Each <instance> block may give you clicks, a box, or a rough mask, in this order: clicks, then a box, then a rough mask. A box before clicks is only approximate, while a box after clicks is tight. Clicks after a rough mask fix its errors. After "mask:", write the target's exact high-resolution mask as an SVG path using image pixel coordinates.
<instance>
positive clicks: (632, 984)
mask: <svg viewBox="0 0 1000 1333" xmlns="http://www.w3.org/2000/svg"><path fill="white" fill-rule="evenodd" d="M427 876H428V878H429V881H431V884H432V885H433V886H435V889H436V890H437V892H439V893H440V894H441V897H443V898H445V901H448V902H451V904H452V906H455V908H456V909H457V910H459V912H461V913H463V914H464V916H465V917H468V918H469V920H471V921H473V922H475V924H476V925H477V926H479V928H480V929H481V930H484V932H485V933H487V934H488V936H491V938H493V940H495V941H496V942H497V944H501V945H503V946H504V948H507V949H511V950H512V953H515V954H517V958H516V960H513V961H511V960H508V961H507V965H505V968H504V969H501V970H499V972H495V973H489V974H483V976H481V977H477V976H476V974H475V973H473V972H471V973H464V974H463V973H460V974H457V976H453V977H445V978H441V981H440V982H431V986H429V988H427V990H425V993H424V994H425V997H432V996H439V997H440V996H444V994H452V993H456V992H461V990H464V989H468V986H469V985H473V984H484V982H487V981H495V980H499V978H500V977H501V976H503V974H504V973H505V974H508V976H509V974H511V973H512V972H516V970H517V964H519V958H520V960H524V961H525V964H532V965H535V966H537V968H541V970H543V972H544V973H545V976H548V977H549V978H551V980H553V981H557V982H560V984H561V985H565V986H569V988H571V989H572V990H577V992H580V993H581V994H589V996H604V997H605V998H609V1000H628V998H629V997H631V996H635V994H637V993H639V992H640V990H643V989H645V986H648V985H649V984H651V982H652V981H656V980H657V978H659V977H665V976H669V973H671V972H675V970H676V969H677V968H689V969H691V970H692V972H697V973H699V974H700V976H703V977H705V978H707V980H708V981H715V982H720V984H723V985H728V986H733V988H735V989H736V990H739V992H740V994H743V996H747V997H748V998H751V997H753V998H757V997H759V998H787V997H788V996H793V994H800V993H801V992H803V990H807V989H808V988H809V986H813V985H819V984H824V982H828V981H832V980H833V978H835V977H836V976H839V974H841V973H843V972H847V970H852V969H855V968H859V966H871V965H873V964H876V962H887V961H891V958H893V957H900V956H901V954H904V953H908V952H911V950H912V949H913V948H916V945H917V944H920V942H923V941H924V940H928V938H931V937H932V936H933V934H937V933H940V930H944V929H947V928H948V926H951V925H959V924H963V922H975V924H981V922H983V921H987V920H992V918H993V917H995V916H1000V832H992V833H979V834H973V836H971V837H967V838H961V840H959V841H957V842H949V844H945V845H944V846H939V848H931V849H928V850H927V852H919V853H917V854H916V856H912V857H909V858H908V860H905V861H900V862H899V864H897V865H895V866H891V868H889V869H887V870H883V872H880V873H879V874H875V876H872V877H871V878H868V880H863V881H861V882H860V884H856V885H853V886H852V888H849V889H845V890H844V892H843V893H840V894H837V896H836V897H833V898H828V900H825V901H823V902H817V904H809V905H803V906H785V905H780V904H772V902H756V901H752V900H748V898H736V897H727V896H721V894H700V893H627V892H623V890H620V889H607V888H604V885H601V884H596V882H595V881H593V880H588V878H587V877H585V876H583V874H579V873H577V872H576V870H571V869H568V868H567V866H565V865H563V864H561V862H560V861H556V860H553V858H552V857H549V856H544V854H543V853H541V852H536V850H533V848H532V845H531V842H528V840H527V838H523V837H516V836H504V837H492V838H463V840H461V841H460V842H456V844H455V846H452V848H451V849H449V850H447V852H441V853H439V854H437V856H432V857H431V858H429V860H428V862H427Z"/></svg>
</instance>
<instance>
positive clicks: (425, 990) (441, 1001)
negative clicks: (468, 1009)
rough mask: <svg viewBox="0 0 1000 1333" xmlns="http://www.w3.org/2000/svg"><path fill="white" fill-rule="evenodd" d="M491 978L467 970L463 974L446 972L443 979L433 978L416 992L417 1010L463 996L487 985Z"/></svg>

EXERCISE: Would you repeat each of the records above exactly?

REPLY TO THE EXERCISE:
Each <instance> block may give you clicks, a box, or a rough mask, in this order: clicks, then a box, then a rough mask. A box before clicks is only approximate, while a box after clicks is tight. Clicks after a rough mask fix its errors. After "mask:", write the target's exact high-resolution mask as an SVG path using image pixel coordinates.
<instance>
positive clicks: (632, 984)
mask: <svg viewBox="0 0 1000 1333" xmlns="http://www.w3.org/2000/svg"><path fill="white" fill-rule="evenodd" d="M427 876H428V878H429V881H431V884H432V885H433V886H435V889H436V890H437V892H439V893H440V894H441V897H443V898H445V901H448V902H451V904H452V906H455V908H456V909H457V910H459V912H461V913H463V914H464V916H465V917H468V918H469V920H471V921H473V922H475V924H476V925H477V926H479V928H480V929H481V930H484V932H485V933H487V934H488V936H491V938H493V940H495V941H496V942H497V944H501V945H503V946H504V948H507V949H511V950H512V953H515V954H517V958H516V960H513V961H511V960H508V961H507V965H505V968H504V969H501V970H499V972H495V973H489V974H483V976H481V977H477V976H476V974H475V973H473V972H471V973H464V974H463V973H460V974H457V976H453V977H445V978H441V981H440V982H431V986H429V988H427V990H425V993H424V994H425V997H432V996H439V997H440V996H444V994H452V993H456V992H461V990H464V989H468V986H469V985H473V984H484V982H487V981H495V980H499V978H500V977H501V976H503V974H504V973H505V974H508V976H509V974H511V973H512V972H516V970H517V964H519V958H520V960H524V961H525V964H532V965H535V966H537V968H541V970H543V972H544V973H545V976H548V977H549V978H551V980H553V981H557V982H560V984H561V985H565V986H569V988H571V989H572V990H577V992H580V993H581V994H589V996H604V997H605V998H609V1000H628V998H629V997H631V996H635V994H637V993H639V992H640V990H643V989H645V986H648V985H649V984H651V982H652V981H656V980H657V978H659V977H665V976H669V973H671V972H675V970H676V969H677V968H689V969H691V970H692V972H697V973H699V974H700V976H703V977H705V978H707V980H708V981H715V982H720V984H723V985H728V986H733V988H735V989H736V990H739V992H740V994H743V996H747V997H748V998H751V997H753V998H757V997H759V998H787V997H788V996H793V994H800V993H801V992H803V990H807V989H808V988H809V986H813V985H819V984H824V982H828V981H832V980H833V978H835V977H836V976H839V974H841V973H843V972H847V970H852V969H855V968H859V966H871V965H873V964H876V962H887V961H891V958H893V957H900V956H901V954H904V953H908V952H911V950H912V949H913V948H916V945H917V944H920V942H923V941H924V940H928V938H931V937H932V936H933V934H937V933H940V930H944V929H947V928H948V926H951V925H959V924H963V922H975V924H981V922H983V921H987V920H992V918H993V917H995V916H1000V832H992V833H979V834H973V836H971V837H967V838H961V840H959V841H957V842H949V844H945V845H944V846H939V848H931V849H928V850H927V852H919V853H917V854H916V856H912V857H909V858H908V860H905V861H900V862H899V864H897V865H895V866H891V868H889V869H887V870H883V872H880V873H879V874H875V876H872V877H871V878H868V880H863V881H861V882H860V884H856V885H853V886H852V888H849V889H845V890H844V892H843V893H840V894H837V896H836V897H833V898H828V900H825V901H823V902H817V904H809V905H803V906H785V905H780V904H772V902H756V901H752V900H748V898H736V897H727V896H721V894H700V893H627V892H623V890H620V889H607V888H604V885H601V884H596V882H595V881H593V880H588V878H587V877H585V876H583V874H579V873H577V872H576V870H571V869H568V868H567V866H565V865H563V864H561V862H560V861H556V860H553V858H552V857H549V856H544V854H543V853H541V852H536V850H533V848H532V845H531V842H528V840H527V838H523V837H516V836H504V837H492V838H463V840H461V841H460V842H456V844H455V846H452V848H451V849H449V850H447V852H441V853H439V854H437V856H432V857H431V858H429V860H428V862H427Z"/></svg>
</instance>
<instance>
positive clicks: (425, 990) (441, 1001)
negative clicks: (468, 1009)
rough mask: <svg viewBox="0 0 1000 1333" xmlns="http://www.w3.org/2000/svg"><path fill="white" fill-rule="evenodd" d="M491 978L467 970L463 974L446 972L443 979L433 978L416 992L417 1010L463 996L487 985Z"/></svg>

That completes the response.